* What you are asked to do: Format the records below as a Markdown table with the columns Row and Entry, giving each line its own numbered row and skipping any blank lines.
━━ Data provided ━━
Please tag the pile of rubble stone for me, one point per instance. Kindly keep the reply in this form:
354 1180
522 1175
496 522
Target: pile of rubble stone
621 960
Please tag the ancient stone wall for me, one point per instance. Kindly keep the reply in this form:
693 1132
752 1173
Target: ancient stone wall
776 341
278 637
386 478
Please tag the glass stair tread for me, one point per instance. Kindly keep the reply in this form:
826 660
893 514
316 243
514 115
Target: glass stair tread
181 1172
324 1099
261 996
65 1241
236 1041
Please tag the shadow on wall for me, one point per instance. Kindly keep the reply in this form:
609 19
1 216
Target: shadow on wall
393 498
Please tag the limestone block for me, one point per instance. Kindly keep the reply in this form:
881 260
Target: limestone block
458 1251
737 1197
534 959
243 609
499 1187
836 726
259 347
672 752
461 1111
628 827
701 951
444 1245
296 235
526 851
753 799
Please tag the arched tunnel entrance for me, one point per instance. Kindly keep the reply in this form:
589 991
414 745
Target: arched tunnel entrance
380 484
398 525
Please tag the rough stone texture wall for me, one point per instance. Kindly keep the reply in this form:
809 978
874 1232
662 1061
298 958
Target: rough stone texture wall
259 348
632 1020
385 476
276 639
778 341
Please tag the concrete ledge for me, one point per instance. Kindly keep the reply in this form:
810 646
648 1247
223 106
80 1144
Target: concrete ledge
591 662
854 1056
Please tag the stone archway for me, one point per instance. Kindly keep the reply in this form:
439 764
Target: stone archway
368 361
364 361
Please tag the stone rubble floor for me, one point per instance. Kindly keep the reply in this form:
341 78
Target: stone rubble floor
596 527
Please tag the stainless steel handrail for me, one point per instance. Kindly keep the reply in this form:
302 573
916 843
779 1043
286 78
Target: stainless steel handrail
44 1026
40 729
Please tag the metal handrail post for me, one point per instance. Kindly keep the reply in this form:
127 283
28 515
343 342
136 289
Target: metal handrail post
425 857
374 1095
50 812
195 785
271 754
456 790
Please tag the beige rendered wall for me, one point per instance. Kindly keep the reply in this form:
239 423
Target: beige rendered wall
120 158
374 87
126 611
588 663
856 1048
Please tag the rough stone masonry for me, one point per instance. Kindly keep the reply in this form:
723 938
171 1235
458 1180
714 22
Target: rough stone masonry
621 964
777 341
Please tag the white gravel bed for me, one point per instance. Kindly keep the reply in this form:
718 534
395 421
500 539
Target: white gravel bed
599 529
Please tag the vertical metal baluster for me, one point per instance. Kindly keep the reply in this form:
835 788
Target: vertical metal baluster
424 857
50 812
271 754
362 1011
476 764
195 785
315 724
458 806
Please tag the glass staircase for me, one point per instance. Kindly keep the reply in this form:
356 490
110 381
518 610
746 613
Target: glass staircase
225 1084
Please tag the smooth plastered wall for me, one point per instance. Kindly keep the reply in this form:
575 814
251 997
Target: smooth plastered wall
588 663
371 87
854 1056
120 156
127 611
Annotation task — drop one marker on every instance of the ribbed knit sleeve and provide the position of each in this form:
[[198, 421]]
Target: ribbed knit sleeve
━━━
* Right answer:
| Row | Entry |
|---|---|
| 1 | Please tag the pile of rubble stone for me, one point per instance. Kindly keep the reply in this form: |
| 2 | 354 1180 |
| 3 | 522 1175 |
| 4 | 496 522 |
| 5 | Target: pile of rubble stone |
| 6 | 621 960 |
| 7 | Please tag the ancient stone wall for me, one point per instance. Kindly keep the reply in this form: |
| 8 | 693 1132 |
| 9 | 752 1173 |
| 10 | Target: ancient stone wall |
| 11 | 776 341 |
| 12 | 278 637 |
| 13 | 386 478 |
| 14 | Please tag the glass stair tread for me, one point per instance. Kindly keep the reply in this form: |
| 15 | 826 660 |
| 16 | 893 514 |
| 17 | 316 243 |
| 18 | 514 115 |
| 19 | Target: glass stair tread |
| 20 | 181 1172 |
| 21 | 324 1099 |
| 22 | 261 996 |
| 23 | 65 1241 |
| 24 | 236 1041 |
| 25 | Please tag the shadow on wall for me, one point per instance. Kindly keep the reply in this form: |
| 26 | 609 19 |
| 27 | 1 216 |
| 28 | Target: shadow on wall |
| 29 | 393 498 |
| 30 | Please tag the limestone block for me, one point per instance. Kindly keep the reply in this form: |
| 31 | 881 260 |
| 32 | Target: limestone block |
| 33 | 458 1251 |
| 34 | 737 1197 |
| 35 | 534 959 |
| 36 | 243 609 |
| 37 | 499 1187 |
| 38 | 836 726 |
| 39 | 259 347 |
| 40 | 672 752 |
| 41 | 461 1111 |
| 42 | 628 827 |
| 43 | 701 951 |
| 44 | 444 1245 |
| 45 | 296 235 |
| 46 | 526 851 |
| 47 | 753 799 |
| 48 | Please tag the arched tunnel entrance for me, one point per instance. Kindly keep the reply in this form: |
| 49 | 589 991 |
| 50 | 414 745 |
| 51 | Target: arched tunnel entrance |
| 52 | 380 484 |
| 53 | 398 525 |
| 54 | Please tag the rough stone texture wall for me, one point per instance. Kindly keep the reply in this form: |
| 55 | 809 978 |
| 56 | 874 1232 |
| 57 | 662 1061 |
| 58 | 298 958 |
| 59 | Target: rough stone texture wall |
| 60 | 259 348 |
| 61 | 632 1020 |
| 62 | 385 476 |
| 63 | 276 639 |
| 64 | 778 341 |
| 65 | Please tag the concrete ledge for me, one point per instance. Kindly keep the reply in this form: |
| 66 | 810 646 |
| 67 | 648 1247 |
| 68 | 223 106 |
| 69 | 80 1144 |
| 70 | Target: concrete ledge |
| 71 | 591 662 |
| 72 | 854 1056 |
| 73 | Please tag the stone archway for me, one point per instance. Kindly keep the reply in this form: |
| 74 | 439 764 |
| 75 | Target: stone archway |
| 76 | 368 361 |
| 77 | 364 361 |
| 78 | Please tag the stone rubble floor for me, one point per instance. Kindly keep the reply in this form: |
| 79 | 341 78 |
| 80 | Target: stone rubble floor |
| 81 | 596 527 |
| 82 | Please tag the stainless steel handrail for me, one point per instance. Kindly keep the reply in this form: |
| 83 | 302 573 |
| 84 | 916 843 |
| 85 | 779 1043 |
| 86 | 286 78 |
| 87 | Target: stainless steel handrail |
| 88 | 44 1026 |
| 89 | 40 729 |
| 90 | Please tag the metal handrail post for me, one point per instance. Kindly keep the reply in this form: |
| 91 | 127 283 |
| 92 | 28 515 |
| 93 | 343 342 |
| 94 | 136 289 |
| 95 | Target: metal handrail post |
| 96 | 425 857 |
| 97 | 374 1095 |
| 98 | 50 812 |
| 99 | 195 785 |
| 100 | 271 754 |
| 101 | 456 790 |
| 102 | Please tag the beige rendered wall for me, one point per instance. Kindly keep the reply in this form: |
| 103 | 239 423 |
| 104 | Target: beige rendered wall |
| 105 | 120 158 |
| 106 | 374 87 |
| 107 | 126 611 |
| 108 | 588 663 |
| 109 | 856 1048 |
| 110 | Please tag the rough stone masonry for me, one point per instance. Kindly keep the reply in this form: |
| 111 | 723 938 |
| 112 | 171 1235 |
| 113 | 458 1180 |
| 114 | 714 22 |
| 115 | Target: rough stone masonry |
| 116 | 621 964 |
| 117 | 777 341 |
| 118 | Please tag the white gravel bed for me, one point per instance. Kindly keep the reply in this form: |
| 119 | 718 534 |
| 120 | 395 421 |
| 121 | 500 539 |
| 122 | Target: white gravel bed |
| 123 | 599 529 |
| 124 | Please tag the vertical metal baluster for me, one point per instance. Kindly keep the reply in this form: |
| 125 | 835 788 |
| 126 | Target: vertical metal baluster |
| 127 | 424 857 |
| 128 | 50 812 |
| 129 | 271 754 |
| 130 | 362 1011 |
| 131 | 476 764 |
| 132 | 195 785 |
| 133 | 315 724 |
| 134 | 458 806 |
| 135 | Please tag the glass staircase for me, one point per instance. Kindly keep the reply in this form: |
| 136 | 356 490 |
| 137 | 110 381 |
| 138 | 518 610 |
| 139 | 746 613 |
| 140 | Target: glass staircase |
| 141 | 225 1084 |
| 142 | Please tag the smooth plastered wall for me, one point per instance. Kindly keep the reply in this form: |
| 143 | 575 814 |
| 144 | 251 997 |
| 145 | Target: smooth plastered wall |
| 146 | 588 663 |
| 147 | 371 87 |
| 148 | 854 1056 |
| 149 | 120 156 |
| 150 | 127 611 |
| 151 | Annotation task — drop one marker on every instance of the ribbed knit sleeve and provide the position of each in this form: |
| 152 | [[198, 421]] |
| 153 | Target: ribbed knit sleeve |